WRITTEN PROBLEM
Update the rows below, from the line with "the tablet bezel" through the end of the rows, changing "photo" to "image" and keeping all other wording the same. Leave the pictures out of your answer.

═════ INPUT DATA

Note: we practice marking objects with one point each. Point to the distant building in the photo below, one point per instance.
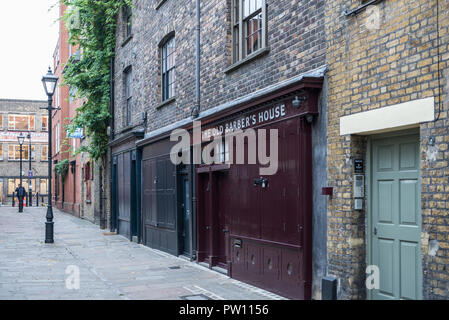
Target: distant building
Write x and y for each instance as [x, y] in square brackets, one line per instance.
[26, 117]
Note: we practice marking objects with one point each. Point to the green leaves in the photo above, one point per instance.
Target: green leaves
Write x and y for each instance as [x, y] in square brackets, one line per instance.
[92, 26]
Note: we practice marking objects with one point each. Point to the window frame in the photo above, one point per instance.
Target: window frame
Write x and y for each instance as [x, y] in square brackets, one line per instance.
[42, 152]
[25, 149]
[29, 128]
[165, 75]
[127, 22]
[240, 23]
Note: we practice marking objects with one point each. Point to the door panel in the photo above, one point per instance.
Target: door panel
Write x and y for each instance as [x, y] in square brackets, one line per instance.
[124, 194]
[396, 217]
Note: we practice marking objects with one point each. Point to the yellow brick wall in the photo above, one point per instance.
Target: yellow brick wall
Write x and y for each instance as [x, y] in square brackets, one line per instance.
[370, 69]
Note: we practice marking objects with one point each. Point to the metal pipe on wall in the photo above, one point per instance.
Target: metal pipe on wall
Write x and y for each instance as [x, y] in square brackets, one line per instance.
[196, 108]
[112, 225]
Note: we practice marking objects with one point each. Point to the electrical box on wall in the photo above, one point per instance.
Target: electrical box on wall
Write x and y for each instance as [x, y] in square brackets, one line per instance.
[359, 186]
[359, 191]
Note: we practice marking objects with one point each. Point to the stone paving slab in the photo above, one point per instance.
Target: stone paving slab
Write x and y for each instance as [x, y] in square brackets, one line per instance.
[110, 266]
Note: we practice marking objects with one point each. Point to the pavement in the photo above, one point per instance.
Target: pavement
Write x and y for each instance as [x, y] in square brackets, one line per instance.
[86, 263]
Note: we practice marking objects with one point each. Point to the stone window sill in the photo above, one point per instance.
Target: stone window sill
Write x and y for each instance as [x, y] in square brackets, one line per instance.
[259, 53]
[164, 103]
[160, 3]
[128, 128]
[127, 40]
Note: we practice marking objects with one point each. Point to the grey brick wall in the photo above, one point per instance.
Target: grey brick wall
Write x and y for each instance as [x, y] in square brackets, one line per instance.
[295, 40]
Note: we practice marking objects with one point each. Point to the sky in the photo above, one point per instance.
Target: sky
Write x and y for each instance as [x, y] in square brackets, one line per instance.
[28, 37]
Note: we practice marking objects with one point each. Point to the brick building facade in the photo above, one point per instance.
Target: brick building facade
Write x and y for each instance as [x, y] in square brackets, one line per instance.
[78, 192]
[387, 100]
[23, 117]
[282, 59]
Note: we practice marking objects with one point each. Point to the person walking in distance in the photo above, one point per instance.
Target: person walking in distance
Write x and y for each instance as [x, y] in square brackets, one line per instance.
[20, 190]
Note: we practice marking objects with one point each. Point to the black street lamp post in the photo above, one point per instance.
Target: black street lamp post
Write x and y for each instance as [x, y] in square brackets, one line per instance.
[30, 187]
[49, 81]
[21, 139]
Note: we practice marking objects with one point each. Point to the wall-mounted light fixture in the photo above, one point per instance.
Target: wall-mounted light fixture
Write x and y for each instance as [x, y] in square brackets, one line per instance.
[298, 101]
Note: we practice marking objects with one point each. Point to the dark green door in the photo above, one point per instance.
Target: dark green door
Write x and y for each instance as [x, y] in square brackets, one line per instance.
[396, 217]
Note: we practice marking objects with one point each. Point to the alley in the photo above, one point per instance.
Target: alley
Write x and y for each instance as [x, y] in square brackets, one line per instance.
[110, 266]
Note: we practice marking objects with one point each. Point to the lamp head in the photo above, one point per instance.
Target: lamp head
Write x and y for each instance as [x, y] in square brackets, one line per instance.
[49, 81]
[21, 138]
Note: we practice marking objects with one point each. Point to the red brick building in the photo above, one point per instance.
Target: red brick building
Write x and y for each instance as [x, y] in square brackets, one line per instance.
[67, 194]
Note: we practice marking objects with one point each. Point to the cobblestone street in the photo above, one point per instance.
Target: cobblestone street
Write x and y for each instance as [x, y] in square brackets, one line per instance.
[111, 267]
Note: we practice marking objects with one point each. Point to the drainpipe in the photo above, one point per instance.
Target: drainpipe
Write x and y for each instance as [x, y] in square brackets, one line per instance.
[112, 225]
[195, 114]
[196, 108]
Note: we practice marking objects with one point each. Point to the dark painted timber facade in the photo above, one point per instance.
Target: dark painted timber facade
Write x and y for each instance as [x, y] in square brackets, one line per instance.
[263, 233]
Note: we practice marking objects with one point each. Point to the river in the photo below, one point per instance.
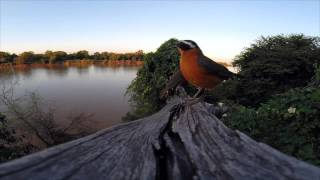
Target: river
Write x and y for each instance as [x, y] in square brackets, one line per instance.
[96, 90]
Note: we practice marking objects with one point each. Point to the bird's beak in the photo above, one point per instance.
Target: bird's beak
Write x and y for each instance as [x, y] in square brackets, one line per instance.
[182, 45]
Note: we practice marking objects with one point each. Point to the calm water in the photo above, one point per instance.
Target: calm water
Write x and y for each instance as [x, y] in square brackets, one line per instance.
[93, 89]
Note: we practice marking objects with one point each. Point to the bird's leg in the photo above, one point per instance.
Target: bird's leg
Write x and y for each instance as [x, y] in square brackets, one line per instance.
[198, 93]
[198, 97]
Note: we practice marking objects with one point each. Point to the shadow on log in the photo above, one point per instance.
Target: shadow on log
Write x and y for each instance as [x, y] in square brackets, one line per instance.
[175, 143]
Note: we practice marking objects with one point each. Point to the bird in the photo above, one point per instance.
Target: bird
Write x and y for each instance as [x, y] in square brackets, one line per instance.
[196, 69]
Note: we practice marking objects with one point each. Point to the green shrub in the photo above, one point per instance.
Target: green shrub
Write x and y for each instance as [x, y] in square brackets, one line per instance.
[274, 65]
[11, 145]
[289, 122]
[144, 90]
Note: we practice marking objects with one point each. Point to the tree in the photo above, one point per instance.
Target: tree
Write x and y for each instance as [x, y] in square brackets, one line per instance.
[274, 65]
[25, 58]
[5, 57]
[82, 54]
[11, 144]
[144, 90]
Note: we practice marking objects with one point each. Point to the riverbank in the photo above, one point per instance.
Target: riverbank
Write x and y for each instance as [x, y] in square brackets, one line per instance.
[5, 66]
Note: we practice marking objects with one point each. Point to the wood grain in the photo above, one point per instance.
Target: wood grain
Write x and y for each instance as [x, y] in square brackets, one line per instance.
[177, 142]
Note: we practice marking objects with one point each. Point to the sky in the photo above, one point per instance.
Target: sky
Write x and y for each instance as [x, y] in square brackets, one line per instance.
[222, 29]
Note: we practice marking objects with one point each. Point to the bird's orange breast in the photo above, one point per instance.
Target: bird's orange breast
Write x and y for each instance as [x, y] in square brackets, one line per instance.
[194, 73]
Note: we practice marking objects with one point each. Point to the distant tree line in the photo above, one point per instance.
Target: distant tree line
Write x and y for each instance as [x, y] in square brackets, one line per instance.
[51, 57]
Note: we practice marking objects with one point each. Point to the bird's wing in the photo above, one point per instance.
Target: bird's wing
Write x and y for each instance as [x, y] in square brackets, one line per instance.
[215, 68]
[175, 80]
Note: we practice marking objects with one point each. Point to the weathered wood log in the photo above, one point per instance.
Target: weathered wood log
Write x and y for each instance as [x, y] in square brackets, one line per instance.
[176, 143]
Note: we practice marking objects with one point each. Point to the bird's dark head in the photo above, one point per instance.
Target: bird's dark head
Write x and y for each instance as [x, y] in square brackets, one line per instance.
[185, 45]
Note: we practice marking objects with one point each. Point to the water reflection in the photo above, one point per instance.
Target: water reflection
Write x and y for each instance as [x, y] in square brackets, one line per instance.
[91, 89]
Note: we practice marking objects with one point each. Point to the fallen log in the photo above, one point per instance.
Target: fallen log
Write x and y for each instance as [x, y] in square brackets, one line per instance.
[178, 142]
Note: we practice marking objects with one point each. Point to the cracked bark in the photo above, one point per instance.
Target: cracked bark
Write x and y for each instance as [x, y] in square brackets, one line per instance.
[175, 143]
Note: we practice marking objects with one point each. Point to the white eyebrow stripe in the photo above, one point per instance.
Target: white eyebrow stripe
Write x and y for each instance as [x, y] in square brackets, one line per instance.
[189, 43]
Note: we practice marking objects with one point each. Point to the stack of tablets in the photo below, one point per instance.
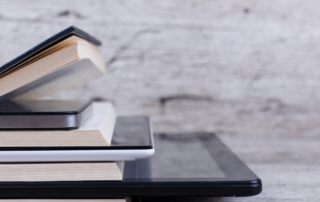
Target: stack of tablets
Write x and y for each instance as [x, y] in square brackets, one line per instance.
[52, 140]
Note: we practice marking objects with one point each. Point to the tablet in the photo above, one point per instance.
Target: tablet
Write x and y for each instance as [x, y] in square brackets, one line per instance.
[197, 165]
[43, 114]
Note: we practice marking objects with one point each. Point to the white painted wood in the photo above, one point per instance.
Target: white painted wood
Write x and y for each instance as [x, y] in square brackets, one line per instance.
[247, 70]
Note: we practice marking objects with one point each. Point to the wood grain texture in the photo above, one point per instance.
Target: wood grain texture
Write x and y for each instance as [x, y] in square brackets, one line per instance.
[247, 70]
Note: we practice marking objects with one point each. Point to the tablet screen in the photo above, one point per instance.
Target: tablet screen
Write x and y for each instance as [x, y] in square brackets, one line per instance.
[177, 158]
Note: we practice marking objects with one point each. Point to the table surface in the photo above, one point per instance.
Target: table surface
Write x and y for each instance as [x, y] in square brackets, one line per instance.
[245, 70]
[289, 168]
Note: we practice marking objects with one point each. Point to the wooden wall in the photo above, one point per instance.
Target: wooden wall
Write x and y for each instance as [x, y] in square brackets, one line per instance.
[239, 67]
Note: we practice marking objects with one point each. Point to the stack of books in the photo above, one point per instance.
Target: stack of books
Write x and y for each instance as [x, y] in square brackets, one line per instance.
[65, 60]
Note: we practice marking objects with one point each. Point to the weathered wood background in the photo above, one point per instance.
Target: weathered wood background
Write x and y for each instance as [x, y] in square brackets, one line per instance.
[246, 70]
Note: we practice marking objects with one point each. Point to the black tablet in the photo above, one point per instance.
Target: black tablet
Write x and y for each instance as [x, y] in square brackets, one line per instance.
[43, 114]
[183, 165]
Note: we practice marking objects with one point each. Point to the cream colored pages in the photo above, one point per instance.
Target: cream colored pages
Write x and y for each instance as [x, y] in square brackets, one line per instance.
[59, 171]
[96, 131]
[73, 63]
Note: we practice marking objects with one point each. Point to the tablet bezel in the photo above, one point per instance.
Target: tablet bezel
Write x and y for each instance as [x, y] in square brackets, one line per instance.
[239, 181]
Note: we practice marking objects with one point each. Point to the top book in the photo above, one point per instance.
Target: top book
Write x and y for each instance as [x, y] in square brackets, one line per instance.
[65, 60]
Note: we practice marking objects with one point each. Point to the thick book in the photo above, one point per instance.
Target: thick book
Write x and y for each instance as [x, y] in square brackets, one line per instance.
[88, 171]
[65, 60]
[97, 130]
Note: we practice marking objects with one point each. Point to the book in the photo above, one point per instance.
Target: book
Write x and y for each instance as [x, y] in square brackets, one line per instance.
[67, 59]
[88, 171]
[97, 130]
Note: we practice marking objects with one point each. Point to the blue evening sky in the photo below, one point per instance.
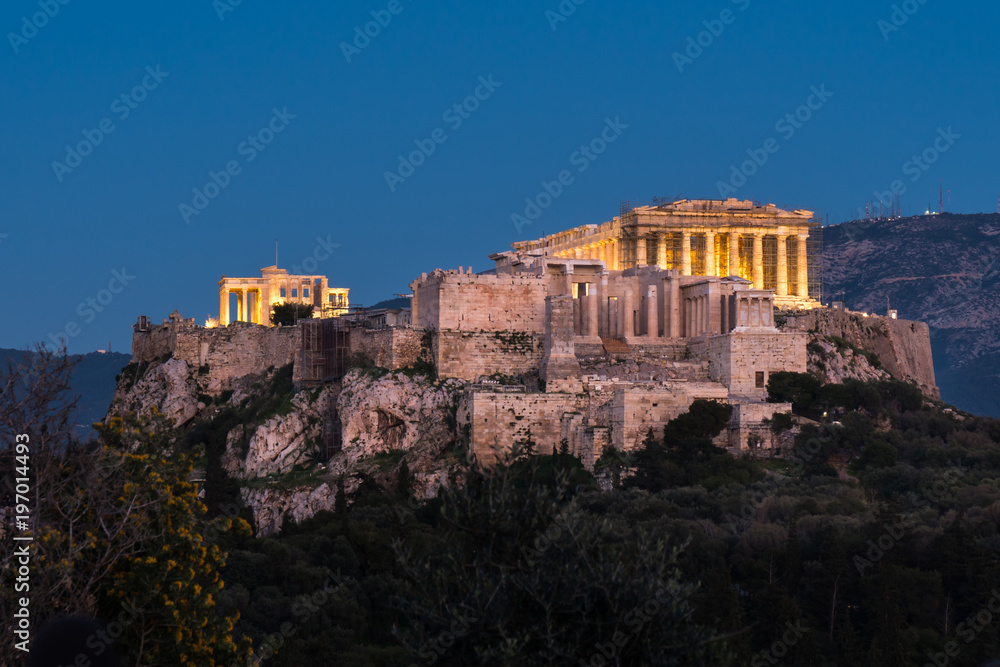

══════════

TASK RESPONSE
Note: we practice marking objects with one point each. Point to the tablet bezel in the image above, one point per instance.
Target: tablet bezel
Write x and y for each instance as [x, y] in square brackets, one line per instance.
[239, 181]
Note: we practice marking objects with one point each. Point to the top book in the image above, one point per instance.
Target: top book
Write x and y for each instance as [x, y] in square brackets, one line per instance.
[65, 60]
Note: we practice marking objects with one point each. Point to the thick book in the image above, one point per instance.
Target: thick book
Write x and y for each instance as [x, y] in square brackets, one line per instance.
[88, 171]
[65, 60]
[97, 130]
Note: we practice marking objects with one point each. Point to the book in the image above, one point per instance.
Target: book
Write x and y for each instance as [x, y] in square brackets, one line per instance.
[67, 59]
[88, 171]
[97, 130]
Note: we practice marking objects with one point each. Point to the blue evening sky in the image below, one point per instance.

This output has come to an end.